TASK 1:
Repeat the passage of the tabletop role-playing post from "But I should" down to "if > skill).", word for word.

── EXTRACT PROVIDED ──

I read The Clay that Woke by Paul Czege. Its an evocative setting, playing Minotaur servants in a crumbling city run by decadent humans. While I grasped the broad thrust of slef dsicipline versus giving in to anger, the actual mechanics were fiddly enough to make me skip forward to the story fluff. The Gaean Reach has been a teenage flashback guilty pleasure, an rpg based on Jack Vance’s Demon Prince books. If I ever want to run a vengeance focused game, I’ll be looking at this again.

Among a huge pile of Bundle of Holding stuff a couple of titles have stood out over the last six months: Spears of the Dawn (a game set in a fantasy Africa), The Books of Days/Gates/Law (a D&D 3.0 fantasy Egypt, which had me salivating for sand and Pyramids).

In my to read soon pile are: Mindjammer, Colonial Gothic, Blood Red Sands, Urban Shadows, Starfare, Nefertiti Overdrive, Cold Steel Wardens,  Witch, and Starvation Cheap.

The Husk of the Broken God

But I should get back to actual mechanics. Lets start by assuming this is done with some form of roll-under-skill D100 system with doubles (33, 44, 55, etc) as special success (or failure with consequences if > skill).

Going back to the shared conflict gauge for the party. My central idea is that the party are all connected to a fragment of a dead God. I refer to it as the Husk for short. The Husk is like a mana battery and a spell book. It gives the PCs “moves” that are not available to ordinary mortals, it can help fuel their magic, and attempt high risk actions. The more you tap on the slumbering Husk, the greater the risk of arousing and empowering the fragment, to the point where it attempts to take over one of the PCs. So its “corruption” but with a “tragedy of the commons” element. Even if your PC is pure and honourable, if the other PCs keep calling on the power of the dead God, your PC could be the one who gets hit by the possession attempt.

Mechanically it could work like this:

  1. The Husk has a pool of D10s. Green D10s for “sleeping power” and Red D10s for “roused power”.
  2. A player can take one or more D10s when making a skill check. This is done on a “Ask for forgiveness, not for permission” basis.
    1. To discourage the first player from grabbing all of the available dice, the GM can assemble a failure with consequences roll from the dice used. For example if a player with 50% skill rolls a 53% with their inherent skill check, and gets results of 40, 60, 7 and 6 on the four Husk dice, then they can build a success (43%) but the GM can also build a special failure (66%).

───
── LISTED RECORDS ──

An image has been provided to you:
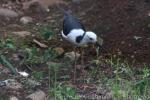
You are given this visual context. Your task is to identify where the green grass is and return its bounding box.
[0,26,150,100]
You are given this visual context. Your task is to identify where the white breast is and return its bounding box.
[62,29,84,45]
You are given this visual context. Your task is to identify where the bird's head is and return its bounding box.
[86,31,97,43]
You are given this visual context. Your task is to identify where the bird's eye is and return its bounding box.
[89,38,93,40]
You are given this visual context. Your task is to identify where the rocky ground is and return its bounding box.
[0,0,150,100]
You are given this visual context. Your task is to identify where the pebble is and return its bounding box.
[20,16,33,24]
[0,8,19,17]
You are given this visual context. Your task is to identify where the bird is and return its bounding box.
[61,9,97,82]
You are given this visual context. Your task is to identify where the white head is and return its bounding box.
[85,31,97,43]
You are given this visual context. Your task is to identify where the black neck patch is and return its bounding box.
[76,32,85,43]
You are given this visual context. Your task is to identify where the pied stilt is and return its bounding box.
[61,11,97,82]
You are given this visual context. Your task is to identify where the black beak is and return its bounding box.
[95,42,106,51]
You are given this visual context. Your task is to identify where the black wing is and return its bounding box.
[63,12,85,35]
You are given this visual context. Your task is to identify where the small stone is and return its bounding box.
[33,39,48,48]
[9,96,19,100]
[12,31,31,37]
[20,16,33,24]
[26,90,46,100]
[72,0,83,4]
[64,51,80,61]
[0,8,19,17]
[133,36,142,40]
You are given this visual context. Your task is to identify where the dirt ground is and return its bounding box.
[0,0,150,98]
[0,0,150,63]
[68,0,150,63]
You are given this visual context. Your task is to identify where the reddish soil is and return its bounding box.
[66,0,150,63]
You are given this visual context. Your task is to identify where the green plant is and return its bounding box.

───

TASK 2:
Reproduce the lines of the entries verbatim, from the line containing "eye is and return its bounding box." down to the line containing "[0,0,150,100]", both lines included.

EXERCISE ANSWER 1:
But I should get back to actual mechanics. Lets start by assuming this is done with some form of roll-under-skill D100 system with doubles (33, 44, 55, etc) as special success (or failure with consequences if > skill).

EXERCISE ANSWER 2:
You are given this visual context. Your task is to identify where the bird's eye is and return its bounding box.
[89,38,93,40]
You are given this visual context. Your task is to identify where the rocky ground is and return its bounding box.
[0,0,150,100]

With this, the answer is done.